Top of Dataset records

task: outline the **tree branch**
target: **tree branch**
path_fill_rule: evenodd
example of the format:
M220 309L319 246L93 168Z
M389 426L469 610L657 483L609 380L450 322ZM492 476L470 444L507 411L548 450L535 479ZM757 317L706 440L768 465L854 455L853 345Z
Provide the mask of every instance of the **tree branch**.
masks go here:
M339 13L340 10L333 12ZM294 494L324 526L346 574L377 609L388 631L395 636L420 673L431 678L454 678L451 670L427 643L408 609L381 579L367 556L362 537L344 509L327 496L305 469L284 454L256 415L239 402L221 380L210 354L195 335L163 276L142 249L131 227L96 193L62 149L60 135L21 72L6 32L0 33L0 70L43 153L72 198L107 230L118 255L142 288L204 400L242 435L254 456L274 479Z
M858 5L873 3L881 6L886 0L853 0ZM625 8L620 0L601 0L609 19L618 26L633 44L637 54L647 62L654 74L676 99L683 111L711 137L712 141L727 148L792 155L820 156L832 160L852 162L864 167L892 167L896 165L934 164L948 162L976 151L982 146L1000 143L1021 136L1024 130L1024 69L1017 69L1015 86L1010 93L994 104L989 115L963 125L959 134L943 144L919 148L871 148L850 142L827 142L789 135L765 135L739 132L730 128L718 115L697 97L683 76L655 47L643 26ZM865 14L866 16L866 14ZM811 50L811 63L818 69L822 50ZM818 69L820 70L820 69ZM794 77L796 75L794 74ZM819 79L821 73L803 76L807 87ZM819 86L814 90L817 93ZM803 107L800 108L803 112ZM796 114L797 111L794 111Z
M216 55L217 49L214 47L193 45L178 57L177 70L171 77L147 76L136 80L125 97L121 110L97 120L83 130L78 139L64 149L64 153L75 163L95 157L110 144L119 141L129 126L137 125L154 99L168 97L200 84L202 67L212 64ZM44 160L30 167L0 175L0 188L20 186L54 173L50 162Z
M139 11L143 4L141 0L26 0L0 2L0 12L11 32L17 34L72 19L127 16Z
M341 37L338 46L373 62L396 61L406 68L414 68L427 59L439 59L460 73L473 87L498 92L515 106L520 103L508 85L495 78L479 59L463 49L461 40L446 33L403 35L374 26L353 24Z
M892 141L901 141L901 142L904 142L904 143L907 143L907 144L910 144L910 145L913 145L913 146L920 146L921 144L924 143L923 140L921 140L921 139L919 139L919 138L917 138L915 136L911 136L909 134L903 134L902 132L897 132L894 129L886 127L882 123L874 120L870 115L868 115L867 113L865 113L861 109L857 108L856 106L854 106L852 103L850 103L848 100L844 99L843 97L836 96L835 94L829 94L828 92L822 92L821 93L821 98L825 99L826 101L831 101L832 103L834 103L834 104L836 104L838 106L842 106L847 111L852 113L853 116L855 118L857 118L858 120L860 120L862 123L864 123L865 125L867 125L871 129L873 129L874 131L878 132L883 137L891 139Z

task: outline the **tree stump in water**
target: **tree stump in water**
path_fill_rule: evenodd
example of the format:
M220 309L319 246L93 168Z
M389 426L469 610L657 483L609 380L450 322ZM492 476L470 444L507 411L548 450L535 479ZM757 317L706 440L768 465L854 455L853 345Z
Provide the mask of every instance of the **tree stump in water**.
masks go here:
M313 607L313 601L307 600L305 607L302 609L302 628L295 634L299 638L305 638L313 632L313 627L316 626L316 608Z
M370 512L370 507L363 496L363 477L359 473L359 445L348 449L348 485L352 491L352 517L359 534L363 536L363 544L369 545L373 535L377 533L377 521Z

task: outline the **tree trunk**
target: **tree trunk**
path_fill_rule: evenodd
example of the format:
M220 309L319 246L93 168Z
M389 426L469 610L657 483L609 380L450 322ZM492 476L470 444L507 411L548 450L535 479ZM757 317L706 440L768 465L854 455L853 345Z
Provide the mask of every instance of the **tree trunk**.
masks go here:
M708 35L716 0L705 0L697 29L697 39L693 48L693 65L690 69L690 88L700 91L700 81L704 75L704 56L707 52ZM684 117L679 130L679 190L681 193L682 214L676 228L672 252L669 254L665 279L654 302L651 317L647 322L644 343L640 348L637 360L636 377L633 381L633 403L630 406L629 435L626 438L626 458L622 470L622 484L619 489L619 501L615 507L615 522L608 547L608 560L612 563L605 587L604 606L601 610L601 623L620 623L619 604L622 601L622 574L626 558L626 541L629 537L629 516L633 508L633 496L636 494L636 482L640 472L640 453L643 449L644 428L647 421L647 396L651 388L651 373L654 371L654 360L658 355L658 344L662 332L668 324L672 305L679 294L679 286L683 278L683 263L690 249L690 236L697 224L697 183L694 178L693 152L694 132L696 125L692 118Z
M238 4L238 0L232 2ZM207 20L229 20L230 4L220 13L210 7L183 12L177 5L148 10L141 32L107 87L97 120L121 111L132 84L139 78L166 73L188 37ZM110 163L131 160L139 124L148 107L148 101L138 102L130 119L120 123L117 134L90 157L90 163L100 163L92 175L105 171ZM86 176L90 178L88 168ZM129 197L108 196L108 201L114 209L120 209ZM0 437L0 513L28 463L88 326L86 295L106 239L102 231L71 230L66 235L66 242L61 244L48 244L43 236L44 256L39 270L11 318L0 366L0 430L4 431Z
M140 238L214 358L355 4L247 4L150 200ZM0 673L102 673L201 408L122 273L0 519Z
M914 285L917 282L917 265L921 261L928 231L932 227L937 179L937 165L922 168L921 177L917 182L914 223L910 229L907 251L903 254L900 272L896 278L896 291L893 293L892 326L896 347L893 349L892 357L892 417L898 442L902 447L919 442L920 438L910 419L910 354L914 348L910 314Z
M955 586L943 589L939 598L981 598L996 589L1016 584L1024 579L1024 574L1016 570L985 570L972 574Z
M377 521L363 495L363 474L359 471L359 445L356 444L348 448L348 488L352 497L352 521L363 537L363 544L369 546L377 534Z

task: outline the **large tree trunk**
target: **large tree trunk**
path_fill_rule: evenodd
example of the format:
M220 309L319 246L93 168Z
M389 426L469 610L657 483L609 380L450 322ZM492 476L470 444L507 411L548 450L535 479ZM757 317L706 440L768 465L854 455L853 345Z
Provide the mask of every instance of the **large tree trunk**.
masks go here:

Bottom of Dataset records

◆ **How to complete this task**: Print each entry exactly as it was written.

◆ **Answer space**:
task: outline the **tree branch**
target: **tree branch**
path_fill_rule: evenodd
example of the format:
M220 309L319 246L93 168Z
M389 426L469 610L657 483L609 380L450 322ZM492 476L470 444L507 411L548 450L535 479ZM757 317L706 440L768 465L854 455L853 345Z
Provide the mask of every instance of the **tree branch**.
masks go here:
M339 13L340 10L333 12ZM294 494L324 526L346 574L377 609L388 631L395 636L420 673L431 678L454 678L451 670L427 643L408 609L381 579L367 556L362 537L344 509L327 496L305 469L284 454L256 415L239 402L221 380L210 354L195 335L163 276L142 249L131 227L96 193L62 149L60 135L21 72L6 32L0 33L0 70L43 153L72 198L107 230L118 255L142 288L204 400L242 435L254 456L274 479Z
M858 5L873 3L881 6L886 0L853 0ZM625 8L620 0L601 0L609 19L618 26L633 44L637 54L647 62L654 74L676 99L683 111L711 137L712 141L727 148L792 155L820 156L832 160L852 162L864 167L892 167L896 165L934 164L948 162L976 151L982 146L1000 143L1021 136L1024 130L1024 69L1017 69L1015 86L1010 93L994 104L989 115L963 125L959 134L943 144L919 148L871 148L850 142L827 142L789 135L765 135L739 132L730 128L718 115L697 97L683 76L655 47L643 26ZM865 14L866 16L866 14ZM811 50L811 63L818 69L822 50ZM818 69L820 70L820 69ZM794 77L796 75L794 74ZM819 79L821 73L803 76L807 87ZM819 86L814 90L817 93ZM803 107L800 108L803 112ZM796 114L797 111L794 111Z
M216 55L217 49L214 47L193 45L178 57L177 70L171 77L147 76L136 80L125 97L121 110L97 120L83 130L78 139L64 149L64 153L75 163L95 157L110 144L119 141L129 126L137 125L154 99L168 97L200 84L202 67L212 64ZM44 160L30 167L0 175L0 188L20 186L54 173L50 162Z
M139 11L143 4L141 0L26 0L0 2L0 12L11 32L17 34L72 19L127 16Z
M341 37L338 46L373 62L396 61L406 68L414 68L427 59L439 59L460 73L473 87L498 92L515 106L520 103L508 85L495 78L479 59L463 49L461 40L446 33L403 35L374 26L353 24Z
M892 141L901 141L901 142L904 142L904 143L907 143L907 144L910 144L910 145L913 145L913 146L920 146L921 144L924 143L923 140L921 140L921 139L919 139L919 138L917 138L915 136L911 136L909 134L903 134L902 132L897 132L894 129L886 127L882 123L874 120L870 115L868 115L867 113L865 113L861 109L857 108L856 106L854 106L852 103L850 103L848 100L844 99L843 97L836 96L835 94L829 94L828 92L822 92L821 93L821 98L825 99L826 101L831 101L832 103L834 103L834 104L836 104L838 106L842 106L847 111L852 113L853 116L855 118L857 118L858 120L860 120L862 123L864 123L865 125L867 125L871 129L873 129L874 131L878 132L883 137L891 139Z

task: outline the **tree stump in water**
target: **tree stump in water**
path_fill_rule: evenodd
example of the format:
M220 309L319 246L93 168Z
M389 426L469 610L657 483L609 380L450 322ZM492 476L470 444L507 411L548 450L535 479ZM757 317L706 440L768 465L854 455L853 345Z
Provide the mask of every instance of the **tree stump in water**.
masks go here:
M313 607L313 601L307 600L305 607L302 609L302 628L295 634L299 638L305 638L313 632L313 627L316 626L316 608Z
M370 512L370 507L363 496L363 477L359 473L359 445L348 449L348 485L352 491L352 517L359 534L363 536L363 544L369 545L373 535L377 533L377 521Z

task: outline the **tree trunk**
target: **tree trunk**
path_fill_rule: evenodd
example of the format:
M220 309L319 246L93 168Z
M389 426L469 610L657 483L609 380L450 322ZM492 476L470 444L507 411L548 450L535 479ZM757 317L706 440L768 465L854 455L853 345Z
Provide the mask of every instance of the **tree trunk**.
masks go here:
M708 35L716 0L705 0L697 29L697 39L693 48L693 65L690 69L690 88L700 91L700 81L704 75L704 56L707 52ZM684 117L679 130L679 190L681 193L682 214L676 228L672 252L669 254L665 279L654 302L651 317L647 322L644 343L640 348L637 360L636 377L633 381L633 403L630 406L629 435L626 438L626 458L622 470L622 484L619 489L619 501L615 507L615 522L608 547L608 560L612 563L605 587L604 606L601 610L601 623L620 623L619 604L622 601L622 574L626 558L626 541L629 537L629 516L633 508L633 496L636 494L636 482L640 472L640 453L643 449L644 428L647 421L647 396L651 388L651 373L654 371L654 360L658 355L658 344L662 332L668 324L672 305L679 294L679 286L683 278L683 263L690 249L690 236L697 224L697 183L694 178L693 152L694 132L696 125L692 118Z
M238 4L238 0L232 2ZM207 20L229 20L230 4L220 13L210 7L183 12L177 5L148 10L141 32L107 87L97 120L121 111L132 84L139 78L166 73L188 37ZM110 163L131 160L139 124L148 107L148 101L138 102L130 119L120 123L117 134L90 157L90 163L100 163L92 175L105 171ZM86 176L90 178L88 168ZM129 197L108 196L108 201L114 209L120 209ZM0 437L0 513L28 463L88 326L86 295L106 239L102 231L71 230L66 235L66 242L61 244L48 244L43 236L44 256L39 270L11 318L0 366L0 430L4 431Z
M140 238L214 358L355 4L247 4L150 200ZM0 673L102 673L201 408L122 273L0 519Z
M914 285L917 282L917 265L921 261L928 231L932 227L937 179L937 165L922 168L921 177L917 182L914 223L910 229L907 251L903 254L900 272L896 278L896 291L893 293L892 326L896 347L893 349L892 357L892 417L898 442L902 447L919 442L920 438L910 419L910 354L914 348L910 314Z
M955 586L943 589L939 598L981 598L996 589L1016 584L1024 579L1024 574L1016 570L985 570L972 574Z
M377 521L363 495L363 474L359 471L359 445L356 444L348 448L348 488L352 497L352 521L363 537L363 544L369 546L377 534Z

task: outline the **large tree trunk**
target: **large tree trunk**
path_fill_rule: evenodd
example of the format:
M220 309L319 246L93 168Z
M389 426L469 610L657 483L609 380L450 322ZM492 476L470 444L507 411L548 450L535 479ZM757 317L706 440L768 465L854 455L853 345Z
Provide the mask of every instance of the **large tree trunk**.
masks go here:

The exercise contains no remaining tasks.